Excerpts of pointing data

§

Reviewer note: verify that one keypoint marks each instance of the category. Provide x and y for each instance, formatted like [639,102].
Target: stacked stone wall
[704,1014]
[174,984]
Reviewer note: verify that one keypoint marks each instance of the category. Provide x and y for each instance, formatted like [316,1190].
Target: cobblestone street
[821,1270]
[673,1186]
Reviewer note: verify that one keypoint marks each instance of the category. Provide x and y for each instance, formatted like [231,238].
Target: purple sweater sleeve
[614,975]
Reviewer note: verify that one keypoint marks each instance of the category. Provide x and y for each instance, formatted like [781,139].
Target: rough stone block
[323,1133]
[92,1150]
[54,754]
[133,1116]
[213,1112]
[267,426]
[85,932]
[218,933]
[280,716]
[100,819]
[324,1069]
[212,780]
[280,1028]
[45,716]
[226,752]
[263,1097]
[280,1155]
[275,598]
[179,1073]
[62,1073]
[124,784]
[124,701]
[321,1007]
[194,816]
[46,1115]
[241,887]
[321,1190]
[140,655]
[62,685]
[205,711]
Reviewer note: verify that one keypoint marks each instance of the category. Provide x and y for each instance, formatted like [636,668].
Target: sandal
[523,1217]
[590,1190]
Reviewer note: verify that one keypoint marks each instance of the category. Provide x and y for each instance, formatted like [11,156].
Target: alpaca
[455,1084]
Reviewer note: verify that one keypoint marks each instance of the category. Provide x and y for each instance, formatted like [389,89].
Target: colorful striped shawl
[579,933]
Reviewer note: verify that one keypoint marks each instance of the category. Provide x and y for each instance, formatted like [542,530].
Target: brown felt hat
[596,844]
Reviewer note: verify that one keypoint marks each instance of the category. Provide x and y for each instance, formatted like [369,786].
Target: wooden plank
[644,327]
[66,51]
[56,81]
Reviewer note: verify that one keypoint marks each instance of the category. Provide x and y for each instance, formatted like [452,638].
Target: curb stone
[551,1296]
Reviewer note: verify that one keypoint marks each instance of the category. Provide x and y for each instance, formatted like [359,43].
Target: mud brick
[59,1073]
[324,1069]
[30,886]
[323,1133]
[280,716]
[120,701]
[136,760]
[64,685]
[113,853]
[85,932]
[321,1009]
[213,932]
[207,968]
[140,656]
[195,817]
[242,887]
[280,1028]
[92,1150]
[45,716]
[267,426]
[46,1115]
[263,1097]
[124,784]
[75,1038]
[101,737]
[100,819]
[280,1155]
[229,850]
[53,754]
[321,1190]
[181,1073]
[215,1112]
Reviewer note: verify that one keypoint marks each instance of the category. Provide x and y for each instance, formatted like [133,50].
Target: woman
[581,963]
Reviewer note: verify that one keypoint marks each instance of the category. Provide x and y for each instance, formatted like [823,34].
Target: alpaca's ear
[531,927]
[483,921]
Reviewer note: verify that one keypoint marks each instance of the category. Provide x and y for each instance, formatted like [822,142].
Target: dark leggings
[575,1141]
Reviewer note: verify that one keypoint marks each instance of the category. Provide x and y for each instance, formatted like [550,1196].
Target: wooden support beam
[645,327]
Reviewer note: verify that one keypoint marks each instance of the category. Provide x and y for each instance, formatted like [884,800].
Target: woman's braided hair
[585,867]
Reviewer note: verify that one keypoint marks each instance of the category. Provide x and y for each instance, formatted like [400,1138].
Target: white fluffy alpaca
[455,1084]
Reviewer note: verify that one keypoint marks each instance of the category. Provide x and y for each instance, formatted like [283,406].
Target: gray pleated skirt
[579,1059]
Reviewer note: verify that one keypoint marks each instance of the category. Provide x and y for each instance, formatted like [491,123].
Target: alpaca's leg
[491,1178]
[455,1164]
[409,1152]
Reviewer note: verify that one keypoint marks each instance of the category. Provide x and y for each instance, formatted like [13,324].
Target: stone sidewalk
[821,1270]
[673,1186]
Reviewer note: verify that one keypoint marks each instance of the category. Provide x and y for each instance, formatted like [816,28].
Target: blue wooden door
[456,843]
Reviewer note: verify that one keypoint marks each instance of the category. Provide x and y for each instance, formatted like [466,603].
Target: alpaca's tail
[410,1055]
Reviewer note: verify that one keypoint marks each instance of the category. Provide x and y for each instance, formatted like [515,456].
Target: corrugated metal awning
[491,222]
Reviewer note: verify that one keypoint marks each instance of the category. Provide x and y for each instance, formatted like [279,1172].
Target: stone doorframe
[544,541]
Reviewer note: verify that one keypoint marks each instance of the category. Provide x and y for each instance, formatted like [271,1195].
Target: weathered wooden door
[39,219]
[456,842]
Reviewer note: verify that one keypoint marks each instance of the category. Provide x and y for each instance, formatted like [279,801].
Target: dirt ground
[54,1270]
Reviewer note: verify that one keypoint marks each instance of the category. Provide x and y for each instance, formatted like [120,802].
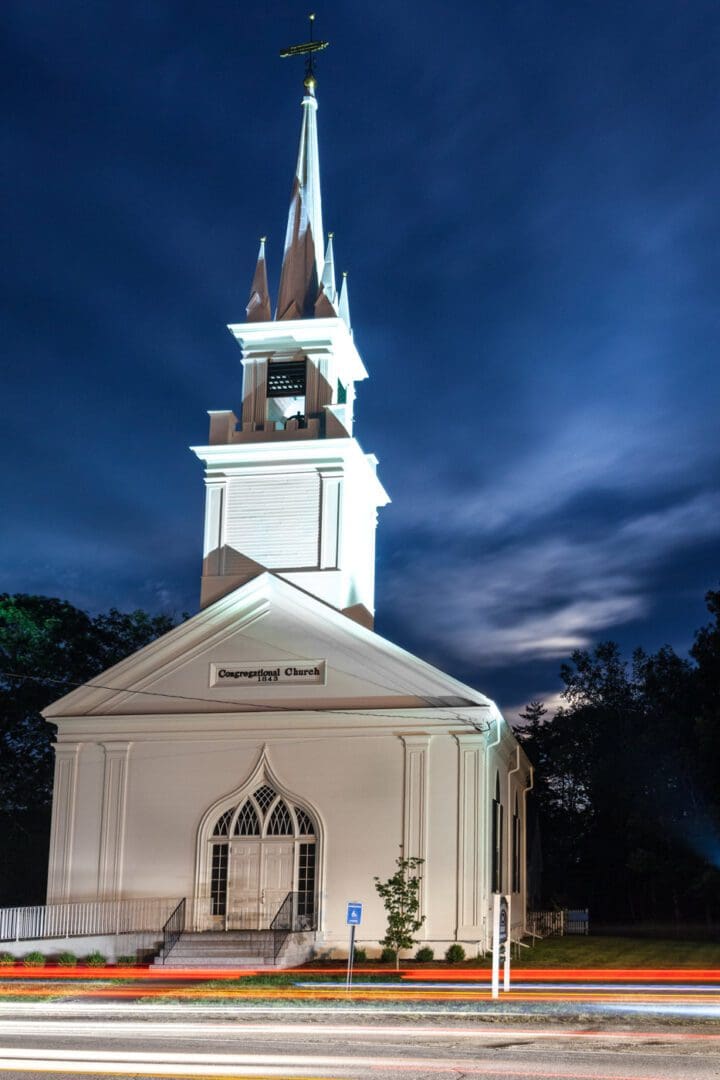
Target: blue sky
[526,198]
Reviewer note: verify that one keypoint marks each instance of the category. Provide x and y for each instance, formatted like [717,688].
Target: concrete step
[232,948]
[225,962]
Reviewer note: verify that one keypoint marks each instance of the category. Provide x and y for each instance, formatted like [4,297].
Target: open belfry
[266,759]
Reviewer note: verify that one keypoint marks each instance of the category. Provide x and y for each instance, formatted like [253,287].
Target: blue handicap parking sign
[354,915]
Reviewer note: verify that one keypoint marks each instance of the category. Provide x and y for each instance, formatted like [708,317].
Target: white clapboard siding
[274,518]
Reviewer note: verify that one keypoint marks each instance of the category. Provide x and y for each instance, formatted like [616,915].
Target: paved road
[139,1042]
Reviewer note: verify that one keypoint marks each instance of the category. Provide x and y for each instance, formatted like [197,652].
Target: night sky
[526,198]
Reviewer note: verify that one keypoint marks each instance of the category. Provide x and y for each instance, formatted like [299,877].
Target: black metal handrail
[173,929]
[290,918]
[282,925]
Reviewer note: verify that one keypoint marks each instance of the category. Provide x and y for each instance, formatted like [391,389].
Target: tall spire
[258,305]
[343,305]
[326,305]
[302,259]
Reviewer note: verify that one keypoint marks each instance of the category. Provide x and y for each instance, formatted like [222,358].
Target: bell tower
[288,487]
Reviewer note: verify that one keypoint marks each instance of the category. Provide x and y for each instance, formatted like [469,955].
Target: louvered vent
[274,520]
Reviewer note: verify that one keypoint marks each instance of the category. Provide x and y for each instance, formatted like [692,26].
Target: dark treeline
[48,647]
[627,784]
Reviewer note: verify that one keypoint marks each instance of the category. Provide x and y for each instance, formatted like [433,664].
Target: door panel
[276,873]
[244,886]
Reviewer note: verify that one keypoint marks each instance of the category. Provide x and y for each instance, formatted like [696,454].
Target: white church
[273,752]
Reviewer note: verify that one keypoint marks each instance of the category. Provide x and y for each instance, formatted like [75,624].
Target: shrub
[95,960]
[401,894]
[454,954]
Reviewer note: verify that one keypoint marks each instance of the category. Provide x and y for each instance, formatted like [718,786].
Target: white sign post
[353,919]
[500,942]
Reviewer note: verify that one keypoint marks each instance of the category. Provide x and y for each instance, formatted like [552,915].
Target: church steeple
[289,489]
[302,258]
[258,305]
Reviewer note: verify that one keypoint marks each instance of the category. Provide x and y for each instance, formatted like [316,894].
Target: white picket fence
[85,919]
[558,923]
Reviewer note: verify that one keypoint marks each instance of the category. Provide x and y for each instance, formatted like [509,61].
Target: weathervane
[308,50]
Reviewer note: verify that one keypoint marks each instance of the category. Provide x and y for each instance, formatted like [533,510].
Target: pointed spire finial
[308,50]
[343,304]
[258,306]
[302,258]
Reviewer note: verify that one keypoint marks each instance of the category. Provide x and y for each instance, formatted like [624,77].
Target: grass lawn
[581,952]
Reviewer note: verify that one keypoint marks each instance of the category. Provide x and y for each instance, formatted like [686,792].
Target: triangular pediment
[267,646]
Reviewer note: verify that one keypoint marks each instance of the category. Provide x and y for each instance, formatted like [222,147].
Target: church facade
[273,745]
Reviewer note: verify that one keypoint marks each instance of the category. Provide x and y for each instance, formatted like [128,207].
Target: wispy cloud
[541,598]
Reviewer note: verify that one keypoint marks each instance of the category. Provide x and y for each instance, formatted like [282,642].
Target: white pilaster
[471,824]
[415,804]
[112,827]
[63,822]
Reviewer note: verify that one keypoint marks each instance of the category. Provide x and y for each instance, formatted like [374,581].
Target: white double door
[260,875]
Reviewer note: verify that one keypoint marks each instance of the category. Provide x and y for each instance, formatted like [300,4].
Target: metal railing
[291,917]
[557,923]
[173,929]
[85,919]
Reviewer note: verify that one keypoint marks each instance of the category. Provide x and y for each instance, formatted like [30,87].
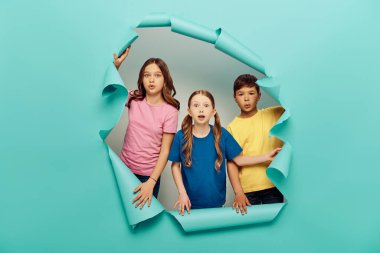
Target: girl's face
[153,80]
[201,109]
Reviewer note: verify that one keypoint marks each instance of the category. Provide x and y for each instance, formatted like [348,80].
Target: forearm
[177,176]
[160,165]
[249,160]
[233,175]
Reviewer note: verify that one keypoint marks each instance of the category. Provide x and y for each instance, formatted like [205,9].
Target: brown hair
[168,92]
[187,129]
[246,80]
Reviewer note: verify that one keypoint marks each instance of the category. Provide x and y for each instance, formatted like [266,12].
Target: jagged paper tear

§

- _GIVEN INSTRUCTION_:
Copy only the lines running from the one that holds "formatted like [30,87]." through the last line of the data, and include both of those lines. Do not copy any pictures.

- _REPLY TO THE TASK_:
Reviewer note: verify that one keypoint marks each instance of the category. Provide x and y for each instance, formatted like [30,87].
Target: girl's face
[153,80]
[201,109]
Reviewer note: verify that one keypoint marks each instance of the category. Provide x and y for each instance, formatted like [348,80].
Target: forearm
[177,176]
[160,165]
[249,160]
[233,175]
Reviewer note: verify that one keypoint marks each instance of the category. Provide x and y for each instance, formatted like [205,9].
Target: brown hair
[168,92]
[187,129]
[246,80]
Reviewer note: verify that one keypoint marks each instance of the category. Provide x and y for each instance, formatted like [266,12].
Target: jagged paper tear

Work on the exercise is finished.